YOUR GOAL:
Only the lines below from the one containing "Query: dog's leg" to the one containing "The component shall point out each instance of the dog and" should be repeated, both included and unchanged.

RECORDS FOR THIS EXERCISE:

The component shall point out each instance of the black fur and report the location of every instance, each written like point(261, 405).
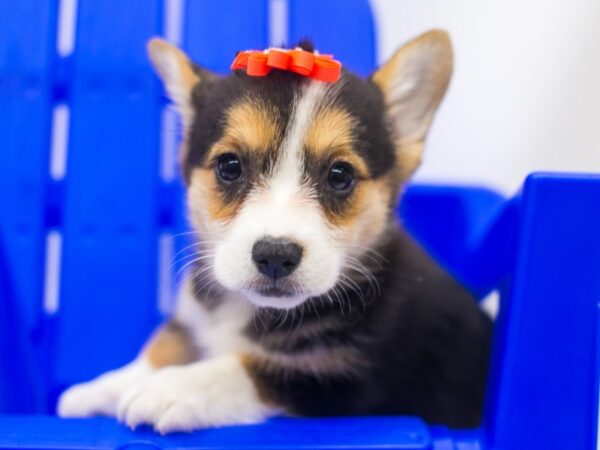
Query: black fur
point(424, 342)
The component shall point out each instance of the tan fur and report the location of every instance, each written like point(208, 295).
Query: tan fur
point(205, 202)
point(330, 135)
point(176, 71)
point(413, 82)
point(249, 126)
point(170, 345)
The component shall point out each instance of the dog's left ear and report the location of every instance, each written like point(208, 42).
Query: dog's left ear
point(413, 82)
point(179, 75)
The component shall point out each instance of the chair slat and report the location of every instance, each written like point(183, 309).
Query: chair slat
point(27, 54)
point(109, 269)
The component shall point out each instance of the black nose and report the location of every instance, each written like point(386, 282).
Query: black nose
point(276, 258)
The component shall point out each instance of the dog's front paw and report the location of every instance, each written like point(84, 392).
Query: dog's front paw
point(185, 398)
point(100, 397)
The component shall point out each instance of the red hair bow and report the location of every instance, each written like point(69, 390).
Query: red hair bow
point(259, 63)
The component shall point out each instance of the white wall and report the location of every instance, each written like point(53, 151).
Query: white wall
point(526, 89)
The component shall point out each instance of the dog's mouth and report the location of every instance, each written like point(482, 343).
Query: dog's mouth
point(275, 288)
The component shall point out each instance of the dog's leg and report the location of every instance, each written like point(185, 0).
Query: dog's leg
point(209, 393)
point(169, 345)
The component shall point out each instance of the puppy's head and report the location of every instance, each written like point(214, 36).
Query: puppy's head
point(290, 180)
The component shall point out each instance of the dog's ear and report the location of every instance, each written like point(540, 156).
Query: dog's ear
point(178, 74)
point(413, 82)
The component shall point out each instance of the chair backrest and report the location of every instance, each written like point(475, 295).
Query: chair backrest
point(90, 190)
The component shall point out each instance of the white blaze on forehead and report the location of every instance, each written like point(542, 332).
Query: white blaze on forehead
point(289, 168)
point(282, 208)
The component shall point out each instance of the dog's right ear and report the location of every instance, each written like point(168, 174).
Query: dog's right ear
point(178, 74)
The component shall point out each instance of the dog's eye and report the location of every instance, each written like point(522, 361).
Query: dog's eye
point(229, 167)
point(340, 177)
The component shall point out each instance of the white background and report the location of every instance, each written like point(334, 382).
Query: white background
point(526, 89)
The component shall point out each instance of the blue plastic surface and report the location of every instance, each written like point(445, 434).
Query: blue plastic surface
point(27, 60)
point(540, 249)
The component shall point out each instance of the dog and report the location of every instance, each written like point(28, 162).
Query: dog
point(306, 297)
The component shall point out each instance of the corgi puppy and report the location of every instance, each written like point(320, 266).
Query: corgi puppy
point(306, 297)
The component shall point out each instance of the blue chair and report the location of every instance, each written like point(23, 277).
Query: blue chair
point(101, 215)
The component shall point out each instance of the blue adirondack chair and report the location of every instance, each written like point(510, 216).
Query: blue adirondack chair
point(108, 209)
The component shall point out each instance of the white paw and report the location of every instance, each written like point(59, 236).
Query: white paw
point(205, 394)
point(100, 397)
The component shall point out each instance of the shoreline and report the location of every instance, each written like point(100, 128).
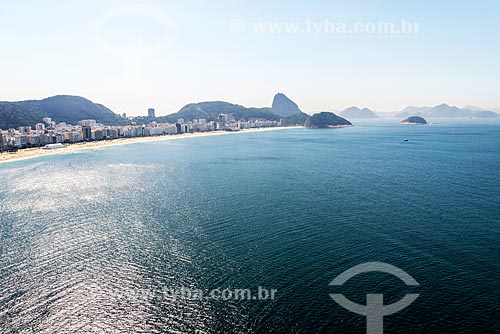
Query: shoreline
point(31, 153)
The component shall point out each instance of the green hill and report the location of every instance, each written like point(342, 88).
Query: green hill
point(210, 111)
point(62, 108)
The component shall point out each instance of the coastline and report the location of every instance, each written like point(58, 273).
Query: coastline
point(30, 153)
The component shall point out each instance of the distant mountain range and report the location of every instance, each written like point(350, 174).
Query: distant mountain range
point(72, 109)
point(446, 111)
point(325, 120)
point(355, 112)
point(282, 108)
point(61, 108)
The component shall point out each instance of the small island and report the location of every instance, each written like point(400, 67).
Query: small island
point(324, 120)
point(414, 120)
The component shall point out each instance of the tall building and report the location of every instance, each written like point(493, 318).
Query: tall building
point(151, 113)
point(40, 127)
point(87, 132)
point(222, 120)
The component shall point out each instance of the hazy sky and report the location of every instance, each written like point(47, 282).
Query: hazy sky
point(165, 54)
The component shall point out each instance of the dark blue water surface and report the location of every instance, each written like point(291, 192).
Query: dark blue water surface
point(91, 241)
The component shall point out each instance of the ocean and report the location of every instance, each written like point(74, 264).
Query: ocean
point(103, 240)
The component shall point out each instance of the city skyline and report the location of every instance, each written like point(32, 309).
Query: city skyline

SOLUTION TO THIS TASK:
Query: dog's leg
point(209, 393)
point(169, 345)
The component shall point out each instance of the puppy's head and report the location of every instance, each written like point(214, 36).
Query: puppy's head
point(290, 180)
The component shall point out each instance of the dog's ear and report the location of every instance, each written like point(540, 156).
Query: dog's ear
point(178, 74)
point(413, 82)
The component shall point out each instance of the chair backrest and report the location of every instance, each written like point(475, 295).
Query: chair backrest
point(90, 190)
The component shall point out each instance of the white blaze on forehead and report the location of every instance, each written like point(542, 332).
Query: white blaze on forehead
point(289, 168)
point(282, 208)
The component shall point out each instance of the dog's right ear and report the location of every instance, each written like point(168, 174).
Query: dog's right ear
point(178, 74)
The component shall point out each instance of the dog's eye and report the location of every instance, each written like point(522, 361).
Query: dog's eye
point(229, 167)
point(340, 177)
The component shall point out each instance of the white background and report the location of every instance, each written like point(334, 382).
Query: white background
point(526, 89)
The component shall point out each instance of the blue plastic surface and report the location of every instance, each written like point(445, 434).
Query: blue plastic surface
point(27, 60)
point(540, 249)
The component shall point out each instance of the dog and report the location of every instance, each written like point(28, 162).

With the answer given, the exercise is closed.